## What this task involves
The answer must restate every entry exactly as it appears.
* * *
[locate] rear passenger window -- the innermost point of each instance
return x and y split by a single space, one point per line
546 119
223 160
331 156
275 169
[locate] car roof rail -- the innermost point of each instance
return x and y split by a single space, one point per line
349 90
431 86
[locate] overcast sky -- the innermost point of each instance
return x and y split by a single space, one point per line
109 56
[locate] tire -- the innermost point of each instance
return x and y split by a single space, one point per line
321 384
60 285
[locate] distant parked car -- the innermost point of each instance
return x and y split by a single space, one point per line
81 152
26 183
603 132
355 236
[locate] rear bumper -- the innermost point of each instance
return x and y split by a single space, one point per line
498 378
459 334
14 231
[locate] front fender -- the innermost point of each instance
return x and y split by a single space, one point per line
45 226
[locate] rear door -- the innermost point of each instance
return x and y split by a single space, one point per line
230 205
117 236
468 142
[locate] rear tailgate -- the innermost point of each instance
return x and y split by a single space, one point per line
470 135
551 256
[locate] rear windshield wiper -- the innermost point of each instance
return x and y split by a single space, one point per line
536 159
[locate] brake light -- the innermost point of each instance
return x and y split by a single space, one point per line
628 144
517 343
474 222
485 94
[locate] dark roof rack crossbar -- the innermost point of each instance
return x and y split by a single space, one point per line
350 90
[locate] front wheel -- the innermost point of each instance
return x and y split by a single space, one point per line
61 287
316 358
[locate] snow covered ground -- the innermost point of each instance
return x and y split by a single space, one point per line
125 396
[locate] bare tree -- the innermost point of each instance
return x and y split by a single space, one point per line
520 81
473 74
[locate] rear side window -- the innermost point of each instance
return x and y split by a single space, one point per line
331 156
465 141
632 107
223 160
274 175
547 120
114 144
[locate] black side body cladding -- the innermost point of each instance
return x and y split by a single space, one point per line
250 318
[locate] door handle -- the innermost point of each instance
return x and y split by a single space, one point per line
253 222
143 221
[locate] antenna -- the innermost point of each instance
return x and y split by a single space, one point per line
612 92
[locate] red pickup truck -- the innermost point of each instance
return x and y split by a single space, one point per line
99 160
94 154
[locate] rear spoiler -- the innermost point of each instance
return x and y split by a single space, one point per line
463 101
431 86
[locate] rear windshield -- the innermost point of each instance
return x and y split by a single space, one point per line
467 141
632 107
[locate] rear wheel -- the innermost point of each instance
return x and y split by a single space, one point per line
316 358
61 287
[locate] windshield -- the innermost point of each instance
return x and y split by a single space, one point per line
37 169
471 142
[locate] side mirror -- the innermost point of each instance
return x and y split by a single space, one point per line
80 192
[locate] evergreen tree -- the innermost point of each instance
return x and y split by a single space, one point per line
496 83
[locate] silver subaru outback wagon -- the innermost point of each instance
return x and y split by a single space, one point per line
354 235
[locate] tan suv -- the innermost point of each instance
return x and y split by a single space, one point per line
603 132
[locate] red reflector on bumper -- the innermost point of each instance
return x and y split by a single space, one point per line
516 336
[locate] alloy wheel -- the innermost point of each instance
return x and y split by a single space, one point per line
* * *
## Solution to the exercise
[locate] rear passenger window -- the innermost point of each instance
return x and y split by a single space, one point per line
546 119
223 160
331 156
275 169
[locate] car roof rail -- the innermost point of each instance
return x and y split by a single space, one point per line
349 90
431 86
[locate] overcast sky -- the innermost point of each instance
return x and y split by a single space, one point per line
109 56
[locate] tire -- the innermost point of each instance
return x and y split by a single space, one point per line
321 384
60 285
[locate] distant parked car -- the innermost point of each instance
return x and y split by a single space, one point per line
81 152
26 183
603 132
355 236
[locate] rear bumper -- the innermost point of each instance
return x and y split by a single space, one point per line
498 378
459 334
14 231
[locate] front fender -- the innermost point of each instance
return x and y split by a single space, one point per line
45 226
[locate] rear door -- the innermost point of each instance
return x and y split by a single space, one point per line
230 205
117 236
468 142
[locate] rear tailgate -- the innermost point of each instance
return x and y split by a single space, one point per line
470 135
551 256
[locate] rear windshield wiper -- the innermost point of each instance
return x and y split by a single space, one point per line
536 159
[locate] brake light -- the innermost point of each instance
return x and y split by a single space, one point per line
628 144
517 343
474 222
485 94
[locate] dark roof rack crossbar -- the innermost point of each instance
return x and y split by a single space, one point per line
350 90
[locate] front wheel -- the innermost point of each instance
return x and y split by a single space, one point per line
61 287
316 358
[locate] snow covered ground -- the innermost point of each instance
return x and y split by a single space, one point per line
125 396
[locate] bare tree -- the innermost point of each instance
return x and y split by a single space, one point per line
520 81
473 74
[locate] rear side window -- the innermost point of each instance
return x and y split by a single space, one point per line
331 156
465 141
632 107
223 160
274 175
547 120
114 144
[locate] black side body cladding -- the innermost point of each instance
return x and y split by a single space, one point per line
250 318
[locate] door handle -- the innermost point of each instance
return x and y split by a single space, one point per line
253 222
143 221
[locate] antenna -- the innermost point of each instance
return x and y split by a single space, one point per line
612 92
[locate] red pickup truck -- the innermost point of each instance
return x and y split by a single space, one point per line
99 160
94 154
[locate] rear spoiler -- the innermost point of each instance
return x and y split by a single space, one point per line
463 101
431 86
[locate] rear windshield -- the innermost point of each instance
return x and y split by a single space, one point per line
467 141
632 107
[locate] rear wheel -- the innermost point of each instance
return x and y split by a single space, one point per line
316 358
61 287
[locate] windshield -- the innermost point of each instance
return x and y split by a single space, one point per line
37 169
471 142
[locate] side mirror -- the innermost point of each instance
return x and y split by a single space, one point per line
80 192
[locate] evergreen tree -- the innermost point of each instance
return x and y split by a single space, one point per line
496 83
[locate] silver subaru outback wagon -- the innermost point of each instance
return x and y split by a single space, one point per line
354 235
[locate] tan suv -- the innermost point of each instance
return x and y split by a single space, one point per line
603 132
[locate] red reflector on bumper -- the innermost point of each instance
return x and y split by a single space, one point per line
516 336
[locate] alloy wheel -- the innermost point of each instance
return x and y split by a single space, one point per line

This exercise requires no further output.